## begin

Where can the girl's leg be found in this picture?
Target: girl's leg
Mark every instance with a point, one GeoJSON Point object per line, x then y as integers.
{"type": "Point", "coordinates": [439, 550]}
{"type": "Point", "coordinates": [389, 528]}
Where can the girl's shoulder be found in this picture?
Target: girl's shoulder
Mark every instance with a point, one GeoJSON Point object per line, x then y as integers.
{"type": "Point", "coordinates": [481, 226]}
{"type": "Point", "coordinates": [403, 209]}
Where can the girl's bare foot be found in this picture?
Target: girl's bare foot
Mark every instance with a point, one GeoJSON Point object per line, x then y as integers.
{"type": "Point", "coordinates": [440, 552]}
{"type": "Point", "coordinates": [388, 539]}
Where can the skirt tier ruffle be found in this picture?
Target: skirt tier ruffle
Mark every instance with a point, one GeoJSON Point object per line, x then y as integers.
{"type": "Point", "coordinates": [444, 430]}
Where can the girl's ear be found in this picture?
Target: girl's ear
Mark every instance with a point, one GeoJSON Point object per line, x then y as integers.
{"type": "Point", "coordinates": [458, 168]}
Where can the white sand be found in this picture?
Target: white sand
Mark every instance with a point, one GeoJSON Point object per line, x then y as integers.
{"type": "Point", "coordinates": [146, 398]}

## end

## WRITTEN TASK
Reproduce every one of the entries above verbatim, line for line.

## FINAL ANSWER
Where can the girl's leg be found in this picture?
Target: girl's leg
Mark every instance with a point, one GeoJSON Point object per line, x then y as integers.
{"type": "Point", "coordinates": [439, 550]}
{"type": "Point", "coordinates": [389, 528]}
Where can the girl's shoulder be found in this picture?
Target: girl's shoulder
Mark every instance with a point, one GeoJSON Point object per line, x then y as integers.
{"type": "Point", "coordinates": [481, 226]}
{"type": "Point", "coordinates": [403, 209]}
Where can the girl's bare foot be found in this picture?
Target: girl's bare foot
Mark every instance with a point, one GeoJSON Point object per line, x then y as integers.
{"type": "Point", "coordinates": [440, 552]}
{"type": "Point", "coordinates": [388, 539]}
Where can the skirt tier ruffle be found in this picture?
Target: skirt tier ruffle
Mark every instance with a point, one GeoJSON Point object per line, x then y as integers.
{"type": "Point", "coordinates": [444, 430]}
Where can the girl's ear be found in this picture?
Target: girl's ear
Mark every instance with a point, one GeoJSON Point object per line, x then y as integers.
{"type": "Point", "coordinates": [458, 168]}
Where can the white sand be found in this picture?
Target: white sand
Mark every instance with a point, one GeoJSON Point object per line, x then y as integers.
{"type": "Point", "coordinates": [146, 398]}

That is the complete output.